● Instruction
Return the records word for word from their first line through the line containing "142 L 0 199", including that line.

● Records for processing
--------------------------------------------------
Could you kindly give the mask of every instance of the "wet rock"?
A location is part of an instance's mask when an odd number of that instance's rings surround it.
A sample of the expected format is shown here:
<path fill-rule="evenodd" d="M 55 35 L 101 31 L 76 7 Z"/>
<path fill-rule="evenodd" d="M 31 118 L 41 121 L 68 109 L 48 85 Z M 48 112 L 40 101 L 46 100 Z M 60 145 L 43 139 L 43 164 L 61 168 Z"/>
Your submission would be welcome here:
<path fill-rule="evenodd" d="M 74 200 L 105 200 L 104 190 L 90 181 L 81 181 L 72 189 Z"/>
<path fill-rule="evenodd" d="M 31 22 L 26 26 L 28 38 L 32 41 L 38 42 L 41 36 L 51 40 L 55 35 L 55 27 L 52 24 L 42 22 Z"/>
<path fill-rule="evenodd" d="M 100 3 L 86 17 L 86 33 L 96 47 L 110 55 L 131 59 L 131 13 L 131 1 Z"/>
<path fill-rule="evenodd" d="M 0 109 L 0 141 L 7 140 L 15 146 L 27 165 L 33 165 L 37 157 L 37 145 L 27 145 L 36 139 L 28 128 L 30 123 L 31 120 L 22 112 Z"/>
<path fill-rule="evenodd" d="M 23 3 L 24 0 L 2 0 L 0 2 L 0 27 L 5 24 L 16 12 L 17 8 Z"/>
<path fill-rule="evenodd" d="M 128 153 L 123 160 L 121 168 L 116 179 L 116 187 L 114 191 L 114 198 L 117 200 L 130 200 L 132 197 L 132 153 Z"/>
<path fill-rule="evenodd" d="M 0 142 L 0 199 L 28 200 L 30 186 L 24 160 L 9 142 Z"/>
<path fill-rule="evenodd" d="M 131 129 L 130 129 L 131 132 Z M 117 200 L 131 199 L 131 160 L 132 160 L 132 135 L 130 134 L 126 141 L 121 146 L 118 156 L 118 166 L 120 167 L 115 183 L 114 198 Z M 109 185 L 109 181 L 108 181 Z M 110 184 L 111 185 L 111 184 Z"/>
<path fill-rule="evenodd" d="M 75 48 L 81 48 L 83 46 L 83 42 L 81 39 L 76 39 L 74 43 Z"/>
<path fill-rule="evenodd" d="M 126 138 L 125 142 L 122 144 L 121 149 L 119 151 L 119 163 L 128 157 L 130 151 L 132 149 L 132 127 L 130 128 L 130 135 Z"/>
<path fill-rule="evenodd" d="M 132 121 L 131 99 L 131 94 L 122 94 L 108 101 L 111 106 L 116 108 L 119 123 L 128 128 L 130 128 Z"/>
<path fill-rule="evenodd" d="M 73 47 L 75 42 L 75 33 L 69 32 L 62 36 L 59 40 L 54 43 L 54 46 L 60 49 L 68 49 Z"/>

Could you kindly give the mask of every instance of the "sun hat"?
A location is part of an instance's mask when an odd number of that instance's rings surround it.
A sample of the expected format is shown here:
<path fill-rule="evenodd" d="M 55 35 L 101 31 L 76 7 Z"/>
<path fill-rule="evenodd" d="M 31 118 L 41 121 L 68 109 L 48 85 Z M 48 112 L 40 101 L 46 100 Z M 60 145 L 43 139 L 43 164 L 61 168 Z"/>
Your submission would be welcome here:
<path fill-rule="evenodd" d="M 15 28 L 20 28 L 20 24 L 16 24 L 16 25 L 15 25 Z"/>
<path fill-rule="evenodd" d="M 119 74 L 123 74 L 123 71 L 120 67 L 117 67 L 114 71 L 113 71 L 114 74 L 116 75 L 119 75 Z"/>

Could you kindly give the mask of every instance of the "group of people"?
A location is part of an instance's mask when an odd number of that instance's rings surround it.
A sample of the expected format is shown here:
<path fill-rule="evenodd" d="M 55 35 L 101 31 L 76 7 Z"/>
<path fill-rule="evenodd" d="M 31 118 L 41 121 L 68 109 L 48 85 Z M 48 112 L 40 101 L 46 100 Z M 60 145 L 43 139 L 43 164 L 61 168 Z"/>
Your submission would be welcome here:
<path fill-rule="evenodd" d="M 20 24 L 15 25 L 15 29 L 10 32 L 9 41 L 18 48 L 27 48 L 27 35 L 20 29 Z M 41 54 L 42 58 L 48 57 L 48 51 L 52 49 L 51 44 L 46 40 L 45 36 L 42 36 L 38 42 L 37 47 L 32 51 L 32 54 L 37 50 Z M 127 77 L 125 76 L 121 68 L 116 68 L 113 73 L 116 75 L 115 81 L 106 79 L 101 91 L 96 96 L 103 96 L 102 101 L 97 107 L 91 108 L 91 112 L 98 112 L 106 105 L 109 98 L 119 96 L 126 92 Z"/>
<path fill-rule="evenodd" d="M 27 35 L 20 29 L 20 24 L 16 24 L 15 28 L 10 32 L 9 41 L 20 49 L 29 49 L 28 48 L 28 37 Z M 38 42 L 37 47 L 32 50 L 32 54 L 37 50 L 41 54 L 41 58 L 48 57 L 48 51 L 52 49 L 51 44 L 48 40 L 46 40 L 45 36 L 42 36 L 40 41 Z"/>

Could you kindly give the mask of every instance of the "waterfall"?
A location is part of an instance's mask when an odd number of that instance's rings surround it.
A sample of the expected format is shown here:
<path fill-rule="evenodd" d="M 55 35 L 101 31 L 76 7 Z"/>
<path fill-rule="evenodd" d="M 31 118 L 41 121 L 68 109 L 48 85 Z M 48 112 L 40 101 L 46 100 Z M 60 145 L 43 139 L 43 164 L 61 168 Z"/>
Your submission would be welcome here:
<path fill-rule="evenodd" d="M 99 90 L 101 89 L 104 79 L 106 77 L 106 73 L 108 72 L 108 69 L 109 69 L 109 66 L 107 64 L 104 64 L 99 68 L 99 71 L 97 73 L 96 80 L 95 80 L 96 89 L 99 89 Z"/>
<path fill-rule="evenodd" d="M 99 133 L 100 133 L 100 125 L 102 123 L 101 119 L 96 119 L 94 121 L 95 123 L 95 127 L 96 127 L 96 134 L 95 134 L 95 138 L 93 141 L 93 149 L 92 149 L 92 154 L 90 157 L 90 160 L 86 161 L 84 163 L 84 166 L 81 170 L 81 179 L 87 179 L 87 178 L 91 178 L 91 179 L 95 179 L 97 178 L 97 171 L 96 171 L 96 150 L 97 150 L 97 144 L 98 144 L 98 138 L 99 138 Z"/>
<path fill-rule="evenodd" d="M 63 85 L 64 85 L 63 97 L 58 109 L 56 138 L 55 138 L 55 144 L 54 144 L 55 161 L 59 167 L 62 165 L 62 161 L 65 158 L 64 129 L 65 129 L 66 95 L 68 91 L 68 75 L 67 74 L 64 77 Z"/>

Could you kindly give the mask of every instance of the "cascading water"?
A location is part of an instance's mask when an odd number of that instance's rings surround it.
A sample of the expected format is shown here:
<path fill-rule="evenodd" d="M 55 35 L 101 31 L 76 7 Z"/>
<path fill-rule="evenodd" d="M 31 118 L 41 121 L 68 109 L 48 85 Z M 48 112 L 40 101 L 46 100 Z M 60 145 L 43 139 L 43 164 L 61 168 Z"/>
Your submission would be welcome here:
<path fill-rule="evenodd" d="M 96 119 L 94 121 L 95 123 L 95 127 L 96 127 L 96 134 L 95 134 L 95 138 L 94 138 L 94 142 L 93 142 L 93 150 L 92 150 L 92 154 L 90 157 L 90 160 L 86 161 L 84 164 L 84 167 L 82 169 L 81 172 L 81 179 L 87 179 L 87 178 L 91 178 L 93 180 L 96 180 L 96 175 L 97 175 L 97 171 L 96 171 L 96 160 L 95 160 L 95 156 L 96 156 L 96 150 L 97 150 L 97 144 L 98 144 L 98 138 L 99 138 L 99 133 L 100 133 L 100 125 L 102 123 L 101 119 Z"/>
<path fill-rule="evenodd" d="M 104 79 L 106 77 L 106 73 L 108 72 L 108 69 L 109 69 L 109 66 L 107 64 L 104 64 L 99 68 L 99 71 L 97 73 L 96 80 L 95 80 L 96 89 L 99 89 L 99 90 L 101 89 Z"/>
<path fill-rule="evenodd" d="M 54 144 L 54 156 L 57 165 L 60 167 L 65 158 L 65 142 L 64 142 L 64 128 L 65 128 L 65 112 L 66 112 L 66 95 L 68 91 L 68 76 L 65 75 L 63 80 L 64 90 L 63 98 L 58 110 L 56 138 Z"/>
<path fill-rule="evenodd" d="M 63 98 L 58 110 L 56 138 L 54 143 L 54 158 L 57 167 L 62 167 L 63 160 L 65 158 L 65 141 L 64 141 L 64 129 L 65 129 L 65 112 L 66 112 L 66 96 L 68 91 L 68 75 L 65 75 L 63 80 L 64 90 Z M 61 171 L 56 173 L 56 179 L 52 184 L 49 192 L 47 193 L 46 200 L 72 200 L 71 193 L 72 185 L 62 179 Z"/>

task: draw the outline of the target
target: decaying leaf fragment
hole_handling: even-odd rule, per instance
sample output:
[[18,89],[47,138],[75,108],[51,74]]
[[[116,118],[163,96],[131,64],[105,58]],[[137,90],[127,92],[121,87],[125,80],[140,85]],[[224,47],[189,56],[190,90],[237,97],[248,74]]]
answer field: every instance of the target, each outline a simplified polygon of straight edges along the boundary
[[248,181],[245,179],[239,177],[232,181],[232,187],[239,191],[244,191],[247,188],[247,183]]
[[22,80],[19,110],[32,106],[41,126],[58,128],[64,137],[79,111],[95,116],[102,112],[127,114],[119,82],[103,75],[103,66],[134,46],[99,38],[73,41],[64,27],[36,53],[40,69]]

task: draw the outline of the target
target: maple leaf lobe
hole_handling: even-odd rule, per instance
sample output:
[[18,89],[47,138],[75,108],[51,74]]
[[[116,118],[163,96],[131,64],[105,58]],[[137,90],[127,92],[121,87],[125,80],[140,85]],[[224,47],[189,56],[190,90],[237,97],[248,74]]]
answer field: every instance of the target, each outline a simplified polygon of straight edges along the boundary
--------------------------------------------------
● Answer to the exercise
Could you kindly give the mask of every instance of the "wet rock"?
A location is part of an instance's mask when an odd number of that instance's rings surround it.
A sample of the expected format is shown here:
<path fill-rule="evenodd" d="M 55 35 L 101 31 L 76 7 Z"/>
<path fill-rule="evenodd" d="M 31 118 L 41 121 L 68 109 L 48 85 Z M 48 112 L 40 101 L 46 100 Z M 60 145 L 43 139 L 43 164 L 61 168 Z"/>
Your submission would be welcome here:
<path fill-rule="evenodd" d="M 74 200 L 105 200 L 104 190 L 90 181 L 81 181 L 72 189 Z"/>
<path fill-rule="evenodd" d="M 31 22 L 26 26 L 28 38 L 32 41 L 38 42 L 41 36 L 51 40 L 55 35 L 55 27 L 52 24 L 42 22 Z"/>
<path fill-rule="evenodd" d="M 100 3 L 86 17 L 86 33 L 96 47 L 110 55 L 131 59 L 131 13 L 131 1 Z"/>
<path fill-rule="evenodd" d="M 0 109 L 0 141 L 7 140 L 15 146 L 27 165 L 33 165 L 37 157 L 37 145 L 27 145 L 36 139 L 28 128 L 30 123 L 31 120 L 22 112 Z"/>
<path fill-rule="evenodd" d="M 23 3 L 24 0 L 2 0 L 0 2 L 0 27 L 5 24 L 16 12 L 17 8 Z"/>
<path fill-rule="evenodd" d="M 128 153 L 123 160 L 121 168 L 116 179 L 116 187 L 114 191 L 114 198 L 117 200 L 130 200 L 132 197 L 132 153 Z"/>
<path fill-rule="evenodd" d="M 0 142 L 0 199 L 28 200 L 30 186 L 24 160 L 9 142 Z"/>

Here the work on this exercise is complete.